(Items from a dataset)
## Start
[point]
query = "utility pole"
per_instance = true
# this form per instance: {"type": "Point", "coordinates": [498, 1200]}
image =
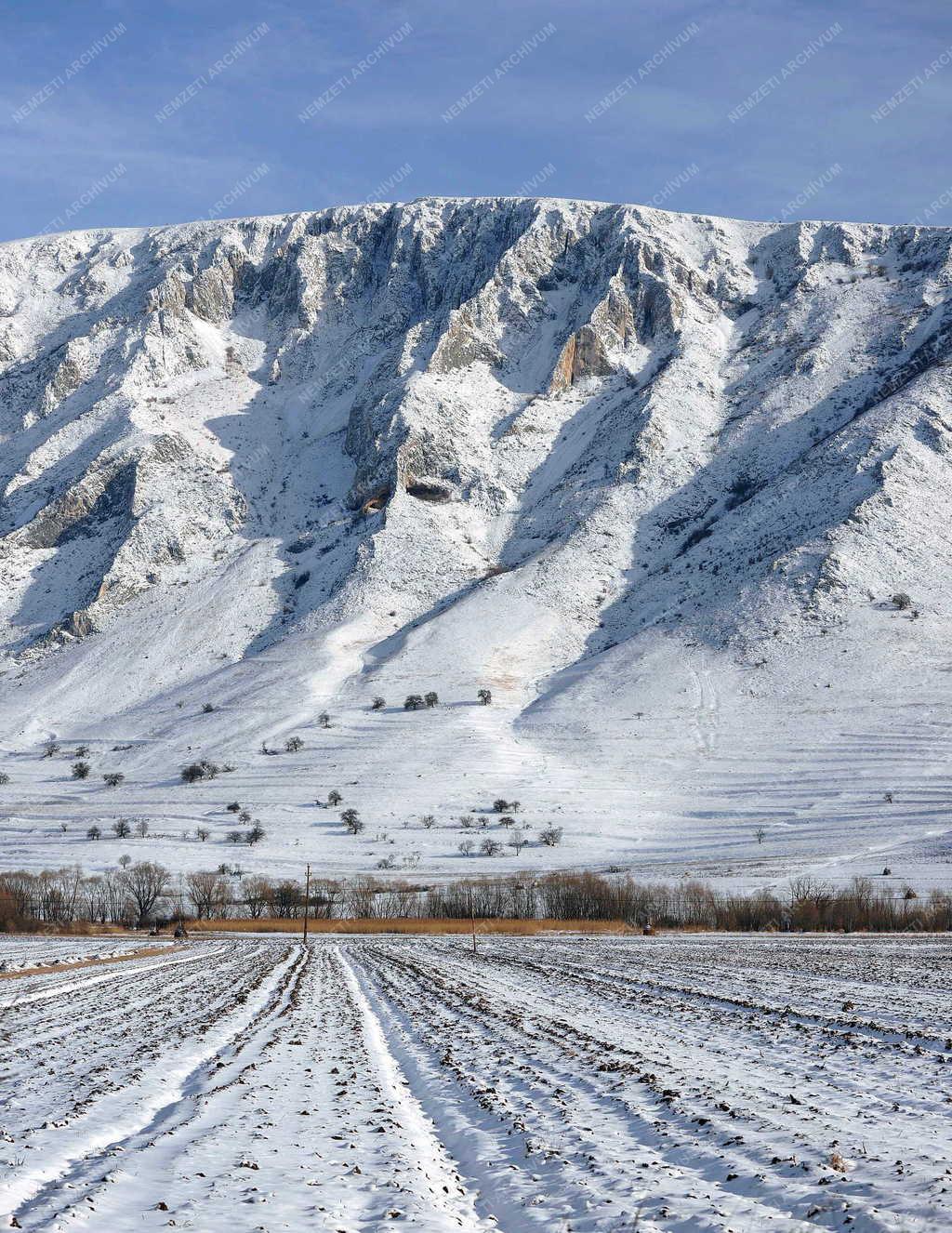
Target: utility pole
{"type": "Point", "coordinates": [307, 899]}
## End
**TASK OBJECTIVE**
Render every line of the rows above as a JSON list of strings, one string per line, omitting blank lines. Leave the picture out of the list.

**WRITTEN RESPONSE**
[
  "[point]",
  "query = \"utility pole\"",
  "per_instance = true",
  "# this form per instance: {\"type\": \"Point\", \"coordinates\": [498, 1200]}",
  "image =",
  "Target: utility pole",
  "{\"type\": \"Point\", \"coordinates\": [307, 899]}"
]